- _Exercise task_: Only the lines from the one containing "Put one point on each instance of the balcony" through the end of the data below should be copied, each exactly as written and with both ends kept.

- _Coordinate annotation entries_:
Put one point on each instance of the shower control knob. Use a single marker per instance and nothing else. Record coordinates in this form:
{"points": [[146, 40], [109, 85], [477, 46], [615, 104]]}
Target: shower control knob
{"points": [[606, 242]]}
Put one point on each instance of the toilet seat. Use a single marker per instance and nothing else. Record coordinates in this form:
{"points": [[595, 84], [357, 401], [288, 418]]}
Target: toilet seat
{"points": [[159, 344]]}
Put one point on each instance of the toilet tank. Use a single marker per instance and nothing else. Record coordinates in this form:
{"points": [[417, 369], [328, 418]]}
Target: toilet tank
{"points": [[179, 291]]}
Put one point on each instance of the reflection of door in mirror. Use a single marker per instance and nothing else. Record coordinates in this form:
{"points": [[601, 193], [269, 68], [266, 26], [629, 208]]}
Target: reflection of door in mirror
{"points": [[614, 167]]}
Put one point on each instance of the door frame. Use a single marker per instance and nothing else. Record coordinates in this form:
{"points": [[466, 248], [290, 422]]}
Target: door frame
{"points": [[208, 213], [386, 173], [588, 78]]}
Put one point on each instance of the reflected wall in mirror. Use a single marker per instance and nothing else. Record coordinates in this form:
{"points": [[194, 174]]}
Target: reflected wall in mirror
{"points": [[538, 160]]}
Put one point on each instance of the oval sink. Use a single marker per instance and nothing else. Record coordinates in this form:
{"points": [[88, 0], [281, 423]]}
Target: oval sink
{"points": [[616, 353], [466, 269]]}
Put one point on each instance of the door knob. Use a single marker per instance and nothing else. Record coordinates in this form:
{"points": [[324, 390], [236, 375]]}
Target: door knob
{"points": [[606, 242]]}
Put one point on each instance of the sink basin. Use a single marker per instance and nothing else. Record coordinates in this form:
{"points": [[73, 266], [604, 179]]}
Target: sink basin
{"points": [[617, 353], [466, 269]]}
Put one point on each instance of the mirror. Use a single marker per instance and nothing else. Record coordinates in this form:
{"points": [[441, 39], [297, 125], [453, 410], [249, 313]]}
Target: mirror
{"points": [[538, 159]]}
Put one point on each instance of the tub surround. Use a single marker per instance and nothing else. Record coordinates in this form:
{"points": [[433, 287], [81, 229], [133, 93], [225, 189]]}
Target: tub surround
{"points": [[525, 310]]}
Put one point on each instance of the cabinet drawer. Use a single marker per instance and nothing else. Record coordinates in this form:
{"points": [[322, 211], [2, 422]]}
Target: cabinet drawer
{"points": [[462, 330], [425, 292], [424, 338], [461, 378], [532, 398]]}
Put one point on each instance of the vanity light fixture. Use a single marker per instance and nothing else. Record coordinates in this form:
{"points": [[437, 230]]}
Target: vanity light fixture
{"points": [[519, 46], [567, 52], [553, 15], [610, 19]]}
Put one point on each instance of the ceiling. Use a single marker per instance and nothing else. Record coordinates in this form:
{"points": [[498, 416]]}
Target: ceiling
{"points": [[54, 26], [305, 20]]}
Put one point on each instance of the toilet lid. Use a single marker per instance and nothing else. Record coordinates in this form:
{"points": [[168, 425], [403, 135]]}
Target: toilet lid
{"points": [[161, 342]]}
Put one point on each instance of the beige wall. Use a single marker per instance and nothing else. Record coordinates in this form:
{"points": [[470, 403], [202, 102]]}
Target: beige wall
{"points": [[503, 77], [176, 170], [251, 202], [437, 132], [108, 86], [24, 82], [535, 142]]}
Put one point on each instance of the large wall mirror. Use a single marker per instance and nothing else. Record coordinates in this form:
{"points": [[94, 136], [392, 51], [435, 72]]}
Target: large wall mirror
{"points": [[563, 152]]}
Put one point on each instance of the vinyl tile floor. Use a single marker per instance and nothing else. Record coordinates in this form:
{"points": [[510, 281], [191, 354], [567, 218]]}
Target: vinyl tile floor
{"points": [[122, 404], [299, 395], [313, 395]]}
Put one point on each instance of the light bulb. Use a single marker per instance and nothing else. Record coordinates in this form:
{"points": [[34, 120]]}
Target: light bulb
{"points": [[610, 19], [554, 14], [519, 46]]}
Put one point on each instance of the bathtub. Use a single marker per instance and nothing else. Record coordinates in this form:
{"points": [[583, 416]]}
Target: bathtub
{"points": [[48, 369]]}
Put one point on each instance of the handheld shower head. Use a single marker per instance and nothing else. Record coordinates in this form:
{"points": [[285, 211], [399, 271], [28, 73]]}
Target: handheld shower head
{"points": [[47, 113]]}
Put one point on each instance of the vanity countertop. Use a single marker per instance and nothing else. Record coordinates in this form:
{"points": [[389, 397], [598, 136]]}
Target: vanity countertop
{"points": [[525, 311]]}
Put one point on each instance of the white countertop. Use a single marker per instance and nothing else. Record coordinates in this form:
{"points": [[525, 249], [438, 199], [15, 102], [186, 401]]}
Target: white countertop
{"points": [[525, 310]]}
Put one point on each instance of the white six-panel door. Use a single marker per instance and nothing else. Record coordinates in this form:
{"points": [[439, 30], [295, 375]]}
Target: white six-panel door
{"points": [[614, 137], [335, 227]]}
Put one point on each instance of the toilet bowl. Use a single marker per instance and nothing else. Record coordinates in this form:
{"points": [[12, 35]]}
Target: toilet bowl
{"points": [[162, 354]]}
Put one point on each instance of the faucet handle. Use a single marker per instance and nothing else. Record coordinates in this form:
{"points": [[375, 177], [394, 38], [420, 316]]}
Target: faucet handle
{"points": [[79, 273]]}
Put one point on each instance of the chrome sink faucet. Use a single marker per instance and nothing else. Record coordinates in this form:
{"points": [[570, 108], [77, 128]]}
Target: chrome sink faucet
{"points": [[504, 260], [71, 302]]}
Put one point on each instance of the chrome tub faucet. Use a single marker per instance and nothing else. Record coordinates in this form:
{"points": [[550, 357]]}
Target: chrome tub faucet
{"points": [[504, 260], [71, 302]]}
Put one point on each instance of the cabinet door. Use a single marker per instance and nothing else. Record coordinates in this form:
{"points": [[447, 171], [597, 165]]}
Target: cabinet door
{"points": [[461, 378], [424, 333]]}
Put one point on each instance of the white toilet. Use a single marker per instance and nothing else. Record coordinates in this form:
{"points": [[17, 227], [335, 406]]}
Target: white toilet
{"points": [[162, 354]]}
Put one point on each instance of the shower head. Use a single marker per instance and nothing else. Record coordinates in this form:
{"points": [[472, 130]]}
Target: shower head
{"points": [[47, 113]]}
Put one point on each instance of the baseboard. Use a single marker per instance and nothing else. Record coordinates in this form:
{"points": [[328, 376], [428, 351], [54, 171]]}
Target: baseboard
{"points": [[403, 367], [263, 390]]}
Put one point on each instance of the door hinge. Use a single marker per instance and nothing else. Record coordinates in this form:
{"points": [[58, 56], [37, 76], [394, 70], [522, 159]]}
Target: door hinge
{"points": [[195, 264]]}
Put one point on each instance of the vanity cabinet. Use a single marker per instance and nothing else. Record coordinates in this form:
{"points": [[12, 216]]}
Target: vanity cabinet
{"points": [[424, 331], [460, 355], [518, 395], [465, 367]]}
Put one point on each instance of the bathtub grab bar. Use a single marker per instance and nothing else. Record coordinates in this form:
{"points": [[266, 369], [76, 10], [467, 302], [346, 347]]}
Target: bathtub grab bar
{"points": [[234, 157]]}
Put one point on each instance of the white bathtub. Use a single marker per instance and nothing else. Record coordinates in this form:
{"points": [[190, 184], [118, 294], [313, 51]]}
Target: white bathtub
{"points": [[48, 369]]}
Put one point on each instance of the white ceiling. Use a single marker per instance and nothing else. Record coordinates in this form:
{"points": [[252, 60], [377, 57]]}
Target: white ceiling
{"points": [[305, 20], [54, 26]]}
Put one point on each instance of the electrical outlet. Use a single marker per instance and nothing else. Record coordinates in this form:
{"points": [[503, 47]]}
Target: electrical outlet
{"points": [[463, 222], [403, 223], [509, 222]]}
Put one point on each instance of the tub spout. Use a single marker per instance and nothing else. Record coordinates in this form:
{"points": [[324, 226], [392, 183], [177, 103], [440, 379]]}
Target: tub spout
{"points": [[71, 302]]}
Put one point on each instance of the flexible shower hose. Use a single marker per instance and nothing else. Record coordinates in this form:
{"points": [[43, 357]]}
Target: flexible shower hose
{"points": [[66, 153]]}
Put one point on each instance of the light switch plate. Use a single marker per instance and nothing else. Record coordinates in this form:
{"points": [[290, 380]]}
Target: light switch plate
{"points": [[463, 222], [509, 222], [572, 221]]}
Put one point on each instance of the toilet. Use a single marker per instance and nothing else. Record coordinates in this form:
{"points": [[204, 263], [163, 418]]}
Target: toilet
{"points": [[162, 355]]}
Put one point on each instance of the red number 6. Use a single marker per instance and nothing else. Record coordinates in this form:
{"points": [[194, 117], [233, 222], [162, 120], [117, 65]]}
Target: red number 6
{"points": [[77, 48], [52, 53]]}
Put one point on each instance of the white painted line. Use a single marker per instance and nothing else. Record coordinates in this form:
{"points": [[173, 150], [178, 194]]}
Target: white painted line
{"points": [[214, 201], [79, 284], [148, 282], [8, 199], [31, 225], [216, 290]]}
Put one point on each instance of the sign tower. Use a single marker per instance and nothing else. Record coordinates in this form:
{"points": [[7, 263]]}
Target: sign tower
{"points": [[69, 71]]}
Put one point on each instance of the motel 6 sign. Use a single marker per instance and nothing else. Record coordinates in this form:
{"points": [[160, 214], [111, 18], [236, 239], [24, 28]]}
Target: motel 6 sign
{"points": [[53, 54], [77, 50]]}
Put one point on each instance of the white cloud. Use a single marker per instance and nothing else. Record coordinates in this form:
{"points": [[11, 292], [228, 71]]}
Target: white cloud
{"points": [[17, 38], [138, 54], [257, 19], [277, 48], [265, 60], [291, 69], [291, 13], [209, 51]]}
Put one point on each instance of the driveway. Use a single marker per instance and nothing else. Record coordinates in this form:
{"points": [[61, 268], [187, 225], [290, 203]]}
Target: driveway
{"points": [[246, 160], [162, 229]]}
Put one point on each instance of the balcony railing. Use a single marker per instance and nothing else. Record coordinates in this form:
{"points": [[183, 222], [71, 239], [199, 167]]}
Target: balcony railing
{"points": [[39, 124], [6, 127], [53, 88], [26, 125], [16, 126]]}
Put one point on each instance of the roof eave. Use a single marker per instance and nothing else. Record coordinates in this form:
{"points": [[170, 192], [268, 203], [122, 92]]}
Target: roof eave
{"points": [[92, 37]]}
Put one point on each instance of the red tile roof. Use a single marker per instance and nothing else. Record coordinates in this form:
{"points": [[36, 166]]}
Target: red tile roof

- _Reply to the task_:
Put one point on each instance of the balcony railing. Use a single marker per instance and nothing else. Record coordinates in this form:
{"points": [[183, 222], [71, 239], [199, 167]]}
Target: balcony railing
{"points": [[39, 124], [6, 127], [53, 88], [26, 125], [16, 126]]}
Put one point on each instance of the roof eave. Use a single marker per instance and nothing else. Record coordinates in this form:
{"points": [[170, 192], [268, 203], [122, 92]]}
Target: roof eave
{"points": [[92, 37]]}
Put one point on each instance of the red tile roof. Use a single marker per instance and nothing else. Record coordinates in this form:
{"points": [[36, 166]]}
Target: red tile roof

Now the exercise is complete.